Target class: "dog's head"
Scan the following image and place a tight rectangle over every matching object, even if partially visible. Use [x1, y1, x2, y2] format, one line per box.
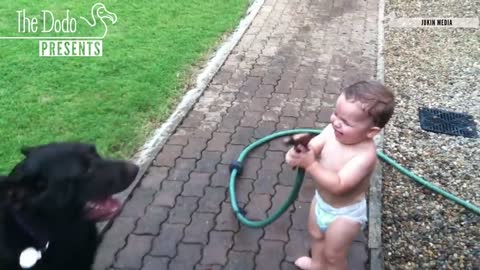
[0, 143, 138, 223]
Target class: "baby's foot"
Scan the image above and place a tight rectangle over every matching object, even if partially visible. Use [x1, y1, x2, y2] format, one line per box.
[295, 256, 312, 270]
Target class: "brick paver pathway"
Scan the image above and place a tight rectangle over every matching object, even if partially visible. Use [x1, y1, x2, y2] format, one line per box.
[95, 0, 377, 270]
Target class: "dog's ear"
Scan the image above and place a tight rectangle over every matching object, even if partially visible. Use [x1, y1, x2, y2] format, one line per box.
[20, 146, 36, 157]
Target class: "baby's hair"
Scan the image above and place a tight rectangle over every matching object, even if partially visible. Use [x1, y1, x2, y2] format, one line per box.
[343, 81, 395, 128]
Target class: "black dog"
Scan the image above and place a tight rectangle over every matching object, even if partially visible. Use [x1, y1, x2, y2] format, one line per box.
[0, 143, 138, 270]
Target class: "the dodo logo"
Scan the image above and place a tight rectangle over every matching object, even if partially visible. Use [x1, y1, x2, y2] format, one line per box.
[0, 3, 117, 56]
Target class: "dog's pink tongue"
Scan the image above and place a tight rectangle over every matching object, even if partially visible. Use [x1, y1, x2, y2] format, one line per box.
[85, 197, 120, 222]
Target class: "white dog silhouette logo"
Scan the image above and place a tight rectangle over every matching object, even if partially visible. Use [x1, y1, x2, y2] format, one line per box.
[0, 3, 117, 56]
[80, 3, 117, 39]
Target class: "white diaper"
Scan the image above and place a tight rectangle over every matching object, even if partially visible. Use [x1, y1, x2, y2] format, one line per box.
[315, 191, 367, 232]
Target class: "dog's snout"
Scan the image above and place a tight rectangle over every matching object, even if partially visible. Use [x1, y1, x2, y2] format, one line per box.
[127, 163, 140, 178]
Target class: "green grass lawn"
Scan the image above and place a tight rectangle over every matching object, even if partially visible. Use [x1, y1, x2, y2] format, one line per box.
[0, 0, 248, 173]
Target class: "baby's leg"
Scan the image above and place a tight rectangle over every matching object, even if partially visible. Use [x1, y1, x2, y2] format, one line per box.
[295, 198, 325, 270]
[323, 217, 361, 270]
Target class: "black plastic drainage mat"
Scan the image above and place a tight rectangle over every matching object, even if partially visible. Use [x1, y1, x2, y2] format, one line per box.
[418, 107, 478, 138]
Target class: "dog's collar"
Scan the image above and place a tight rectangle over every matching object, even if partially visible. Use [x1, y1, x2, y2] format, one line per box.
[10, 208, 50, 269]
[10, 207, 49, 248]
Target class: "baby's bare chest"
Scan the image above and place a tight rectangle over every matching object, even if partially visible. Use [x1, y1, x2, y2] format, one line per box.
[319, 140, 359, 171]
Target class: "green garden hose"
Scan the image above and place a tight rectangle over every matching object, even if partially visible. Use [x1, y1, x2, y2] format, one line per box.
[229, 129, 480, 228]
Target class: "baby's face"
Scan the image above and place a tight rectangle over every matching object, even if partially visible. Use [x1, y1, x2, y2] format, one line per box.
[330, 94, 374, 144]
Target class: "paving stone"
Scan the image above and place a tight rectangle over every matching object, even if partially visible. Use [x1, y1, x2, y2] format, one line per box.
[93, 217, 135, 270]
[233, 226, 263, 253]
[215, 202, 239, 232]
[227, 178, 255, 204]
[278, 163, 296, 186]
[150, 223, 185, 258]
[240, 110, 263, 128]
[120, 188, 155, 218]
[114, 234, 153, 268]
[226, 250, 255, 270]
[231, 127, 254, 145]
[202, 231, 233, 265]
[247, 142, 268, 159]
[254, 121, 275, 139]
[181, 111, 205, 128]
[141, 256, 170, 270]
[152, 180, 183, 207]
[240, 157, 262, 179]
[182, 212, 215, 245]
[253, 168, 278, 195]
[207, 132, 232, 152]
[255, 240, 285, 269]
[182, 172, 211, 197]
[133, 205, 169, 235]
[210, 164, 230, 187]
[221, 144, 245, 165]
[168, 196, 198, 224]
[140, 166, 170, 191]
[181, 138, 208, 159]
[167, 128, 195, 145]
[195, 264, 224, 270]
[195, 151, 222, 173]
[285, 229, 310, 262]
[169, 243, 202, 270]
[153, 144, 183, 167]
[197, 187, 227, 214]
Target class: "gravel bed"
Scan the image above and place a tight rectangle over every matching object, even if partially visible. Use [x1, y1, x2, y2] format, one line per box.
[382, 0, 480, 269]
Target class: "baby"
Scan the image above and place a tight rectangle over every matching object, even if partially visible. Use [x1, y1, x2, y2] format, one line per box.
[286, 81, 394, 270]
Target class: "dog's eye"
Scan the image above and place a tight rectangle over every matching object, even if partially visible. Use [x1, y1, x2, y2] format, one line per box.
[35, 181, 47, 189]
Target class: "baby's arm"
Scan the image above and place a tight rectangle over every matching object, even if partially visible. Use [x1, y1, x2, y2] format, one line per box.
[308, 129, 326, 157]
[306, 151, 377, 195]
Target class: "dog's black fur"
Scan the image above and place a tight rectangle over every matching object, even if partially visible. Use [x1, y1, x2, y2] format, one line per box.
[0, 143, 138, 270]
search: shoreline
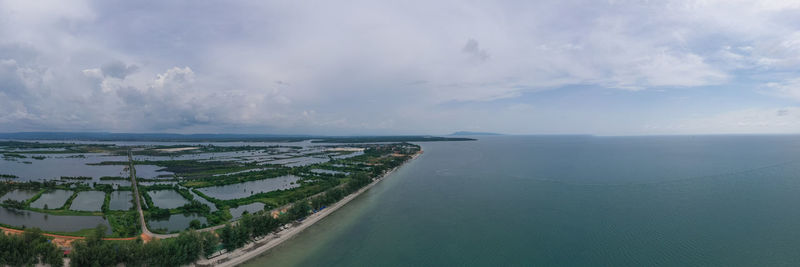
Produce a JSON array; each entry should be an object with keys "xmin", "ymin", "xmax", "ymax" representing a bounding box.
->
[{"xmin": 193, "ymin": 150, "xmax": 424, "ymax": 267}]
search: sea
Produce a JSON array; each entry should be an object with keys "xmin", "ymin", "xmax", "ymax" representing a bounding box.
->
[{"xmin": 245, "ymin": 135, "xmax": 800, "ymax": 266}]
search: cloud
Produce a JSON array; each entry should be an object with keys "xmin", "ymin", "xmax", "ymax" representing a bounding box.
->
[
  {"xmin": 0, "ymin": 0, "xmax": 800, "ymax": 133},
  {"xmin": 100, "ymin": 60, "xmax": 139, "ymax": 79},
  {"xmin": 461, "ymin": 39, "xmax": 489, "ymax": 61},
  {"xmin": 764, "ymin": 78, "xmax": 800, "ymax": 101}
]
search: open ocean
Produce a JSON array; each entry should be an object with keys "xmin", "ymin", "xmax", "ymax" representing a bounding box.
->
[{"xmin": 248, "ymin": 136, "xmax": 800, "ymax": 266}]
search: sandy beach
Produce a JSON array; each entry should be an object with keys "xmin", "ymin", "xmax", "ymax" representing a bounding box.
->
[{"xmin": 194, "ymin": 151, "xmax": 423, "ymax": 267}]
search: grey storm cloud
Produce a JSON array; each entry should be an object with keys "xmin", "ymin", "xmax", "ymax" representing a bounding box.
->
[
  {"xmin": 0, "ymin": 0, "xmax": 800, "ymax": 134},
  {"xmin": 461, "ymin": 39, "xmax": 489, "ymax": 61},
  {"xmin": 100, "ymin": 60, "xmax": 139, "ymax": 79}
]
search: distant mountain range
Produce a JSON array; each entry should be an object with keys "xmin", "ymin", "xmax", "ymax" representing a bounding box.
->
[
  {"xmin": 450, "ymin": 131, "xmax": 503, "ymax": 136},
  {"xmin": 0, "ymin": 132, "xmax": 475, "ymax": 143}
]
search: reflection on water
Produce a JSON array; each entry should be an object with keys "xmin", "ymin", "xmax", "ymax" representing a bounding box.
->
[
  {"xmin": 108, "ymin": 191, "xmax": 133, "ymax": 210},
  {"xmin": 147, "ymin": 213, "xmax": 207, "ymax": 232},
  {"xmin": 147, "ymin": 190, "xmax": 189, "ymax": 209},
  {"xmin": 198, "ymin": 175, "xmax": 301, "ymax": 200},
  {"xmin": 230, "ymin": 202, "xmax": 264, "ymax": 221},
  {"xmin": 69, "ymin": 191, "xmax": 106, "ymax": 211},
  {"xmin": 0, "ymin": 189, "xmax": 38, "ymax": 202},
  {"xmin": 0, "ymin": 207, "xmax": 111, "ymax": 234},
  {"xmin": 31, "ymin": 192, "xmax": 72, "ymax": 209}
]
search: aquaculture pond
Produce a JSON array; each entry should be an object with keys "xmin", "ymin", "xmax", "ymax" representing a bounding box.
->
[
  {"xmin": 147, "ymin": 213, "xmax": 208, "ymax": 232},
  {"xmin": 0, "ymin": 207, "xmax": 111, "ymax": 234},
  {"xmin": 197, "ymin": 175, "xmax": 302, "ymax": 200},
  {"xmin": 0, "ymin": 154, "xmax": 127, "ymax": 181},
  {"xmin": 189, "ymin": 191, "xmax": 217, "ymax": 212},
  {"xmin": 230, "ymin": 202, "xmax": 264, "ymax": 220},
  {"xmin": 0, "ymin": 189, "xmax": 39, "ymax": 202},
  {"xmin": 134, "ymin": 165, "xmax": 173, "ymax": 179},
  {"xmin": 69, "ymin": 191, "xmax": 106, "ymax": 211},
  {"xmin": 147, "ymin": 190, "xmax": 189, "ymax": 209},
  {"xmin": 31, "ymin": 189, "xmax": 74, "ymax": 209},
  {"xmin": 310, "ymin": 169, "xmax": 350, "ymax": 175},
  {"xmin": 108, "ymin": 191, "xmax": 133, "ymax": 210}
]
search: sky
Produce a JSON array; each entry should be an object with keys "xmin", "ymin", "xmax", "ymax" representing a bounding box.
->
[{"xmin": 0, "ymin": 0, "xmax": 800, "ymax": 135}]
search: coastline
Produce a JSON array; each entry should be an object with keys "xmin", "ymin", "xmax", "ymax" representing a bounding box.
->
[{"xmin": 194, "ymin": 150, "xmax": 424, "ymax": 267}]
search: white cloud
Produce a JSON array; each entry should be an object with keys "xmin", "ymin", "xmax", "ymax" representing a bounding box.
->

> [PROBLEM TO WORK ON]: Print the rows character for character, starting at the very first one and stopping after the line that contains "[20, 146, 36, 157]". Leave the pictures out.

> [EXERCISE RESULT]:
Target class: "dog's head"
Scan the following image and place a tight rectangle over every matching object, even if partially visible. Use [x1, y1, x2, y2] format, one line per box.
[0, 143, 138, 223]
Target class: "baby's foot"
Scan the image above and place a tight rectangle over every matching object, even if partially visible. Use [x1, y1, x2, y2] format, one line per box.
[295, 256, 312, 270]
Target class: "brick paver pathway"
Scan the image above and place a tight rectangle over every matching object, even if partially visible. Use [x1, y1, x2, y2] format, one line per box.
[95, 0, 377, 270]
Target class: "dog's ear"
Scan the image above and place a tight rectangle over every matching object, even if partially visible. Use [x1, y1, x2, y2] format, one line per box.
[20, 146, 36, 157]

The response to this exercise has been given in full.